▶ Kutipan Pilihan:
━━━━━━━━━━━━━━━━━━━━━━━━━━━━━━

Bukan hanya Enviu, hal serupa juga dilakukan The Body Shop. PR Manager The Body Shop Indonesia Gesit Pambudi mengaku sejak 2008, The Body Shop Internasional mulai menggencarkan pengembalian kemasan, dan saat ini sudah lebih dari 11 juta botol yang kembali. Program pengembalian kemasan The Body Shop, adalah bentuk tanggung jawab terhadap kemasan yang dihasilkan oleh perusahaan, sekaligus mendorong konsumen agar lebih bertanggung jawab terhadap sampah plastik.
“The Body Shop mencoba menjadi bagian dari sistem guna ulang dengan cara menyediakan kosmetik yang dapat diisi ulang di beberapa store yang kami miliki saat ini. Kami yakin dengan kontribusi sekecil apapun dari kami para produsen, dapat menghasilkan dampak yang cukup besar untuk menciptakan sistem guna ulang di Indonesia khususnya,” ungkapnya.
The Body Shop memperkenalkan berbagai insentif bagi konsumen yang mengembalikan kemasan kosmetik bekas, seperti diskon atau hadiah khusus. Hal ini bertujuan untuk memberikan apresiasi atas partisipasi konsumen dalam upaya bersama untuk mengurangi jejak plastik perusahaan dan mendukung gerakan zero waste.
Melalui program pengembalian kemasan ini, The Body Shop telah membuktikan bahwa praktik guna ulang bisa menjadi langkah efektif dalam mengatasi masalah plastik sekali pakai dan mendukung upaya menjaga lingkungan. Kesuksesan program ini juga membuktikan bahwa konsumen semakin menyadari pentingnya peran mereka dalam mengurangi dampak negatif plastik terhadap bumi.

━━━━━━━━━━━━━━━━━━━━━━━━━━━━━━

▶ Soal Tertulis A: Ringkaslah paragraf dalam kutipan tentang The Body Shop yang diawali "The Body Shop memperkenalkan berbagai insentif" menjadi satu kalimat tanpa menghilangkan fakta utamanya.
▶ Soal Tertulis B: Salin ulang seluruh baris data di bawah, termasuk permintaannya. Geser setiap angka pada koordinat titik jawaban sebesar -97.

━━━━━━━━━━━━━━━━━━━━━━━━━━━━━━

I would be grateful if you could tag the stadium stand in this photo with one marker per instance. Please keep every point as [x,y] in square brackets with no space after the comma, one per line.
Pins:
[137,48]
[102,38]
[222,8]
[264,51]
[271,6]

━━━━━━━━━━━━━━━━━━━━━━━━━━━━━━

▶ Pembahasan Lengkap A: The Body Shop memberi insentif berupa diskon atau hadiah khusus kepada konsumen yang mengembalikan kemasan kosmetik bekas sebagai apresiasi atas partisipasi mereka dalam mengurangi jejak plastik perusahaan dan mendukung gerakan zero waste.

▶ Pembahasan Lengkap B:
I would be grateful if you could tag the stadium stand in this photo with one marker per instance. Please keep every point as [x,y] in square brackets with no space after the comma, one per line.
Pins:
[40,-49]
[5,-59]
[125,-89]
[167,-46]
[174,-91]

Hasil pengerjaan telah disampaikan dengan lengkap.